• _Source extract_
▽

All the brands you mention are unlikely to have any gremlins if used for their intended purpose so it's always interesting to observe how different brands compete to appeal .
Most have a good reputation but what makes them special ?
Have found a mix of brands works best so never stuck to the one brand even with petrol always had Three or more brands to choose from which could be something as simple as the trigger is more comfortable to squeeze over a long period or the machine is lighter in use leaving an equal superior finish .
Alternatively cherry pick work only suited to the machinery you have .
Obviously charger and battery investment plays a big part when choosing a brand it can lock you in .
i think the milwaukees are only 18 volts, which depending on what type of jobs you are doing, probably not powerful enough.
I'm a fan of makita. I have a couple of their hedge trimmers - a double sided and a single sided one, both 18v.
It's amazing what makita manage to get out of an 18v machine.
Lightweight, and high blade speed means they are great for looking after well tended hedges, particularly tight topiary like hedges such as box and yew.
I'm not a heavy user though, I have a small number of high quality gardens to manage, and don't really take on any big hedge reductions.
As John says, used for their intended purpose, trimming, not cutting/chomping.
I have a 36v (2 18v batteries) blower. Very powerful but eats batteries. From what I understand most battery blowers do.
I also have their coffee machine, which is amazing!

△

• _Extracted records_
▽

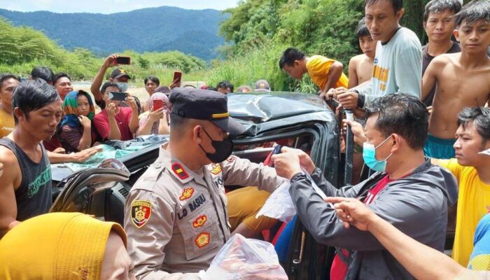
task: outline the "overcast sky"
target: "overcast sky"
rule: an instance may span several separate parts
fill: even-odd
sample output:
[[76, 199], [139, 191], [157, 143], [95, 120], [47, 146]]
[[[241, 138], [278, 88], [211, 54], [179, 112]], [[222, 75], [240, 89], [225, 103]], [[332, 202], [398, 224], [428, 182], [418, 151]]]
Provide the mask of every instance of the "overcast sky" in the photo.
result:
[[55, 13], [127, 12], [143, 8], [171, 6], [186, 9], [224, 10], [235, 7], [239, 0], [0, 0], [0, 8], [31, 12]]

△

• _To do_
Continue the forum discussion about battery-powered garden tool brands, picking up after its final sentence. The listing isn't needed for this.

• _Reply_
A customer has one of their higher end lawn mowers, which I am very impressed with. Mulching and collection is very good, as long as the grass isn't left too long. Needs to be weekly cuts at this time of year.
I haven't used or tried any other brands to compare.
I have the makita Brushless Hedge cutter 75cm cutter, it's brilliant, you aren't gonna reduce a huge hedge with it but twice a year trimming it will do all day and surprisingly doesn't eat the batteries as I expected it to
I went down the Stihl route about 3 years ago, but my mate has recently converted to battery and has decided on Makita. So far he's really happy with it all.
I went for sthil battery because ive collected many kombi attachments.
I also have makita, I haven't tried the hedge cutter. I went for makita because i liked the radio, the range of tools ls massive and generally are cheaper than the other brands. Beware bare tools are highly addictive! So far I have: radio, pair of drills, rip saw, multi cutter, impact wrench, pump, disc sander, angle grinder, torch, circular saw, hover and favorite the router. Also a bag to put some of it in, a customer called it a lucky dip! 😅
I have a mix of battery gear Stihl Blower Hedge/long reach trimmers Brushcutter & Strimmer. Makita Strimmer & 2 Ego mowers 42&52cm no petrol gear anymore less noise less vibration very minimal servicing too.
I've mentioned a while back on similar battery tool topic, my first venture into battery powered tools was makita 39v chainsaw ideal for me as I don't do much chainsaw work these days, but can't fault this chainsaw I brought extra batteries as the ones supplied were a lower run time , all my other equipment is stihl petrol equipment including kombi tools etc , ive not long upgraded, so I'll keep them going a couple more seasons yet
But what about parts availability?
A good Stihl dealer either has the part on the shelf or can get it in within a week. Any peice of a Stihl hedge cutter, chainsaw or strimmer can be obtained quite easily.
Something very small, like a broken trigger or cable, can render the machine useless. I know that I can buy a blade set for the Stihl hedge cutter both quickly and reasonably priced.
So how do these other brands, such as Makita or Milwaukee, compare in this regard. Because as good as they might be, if it takes weeks or months to get spares, then they are no good to the professional user.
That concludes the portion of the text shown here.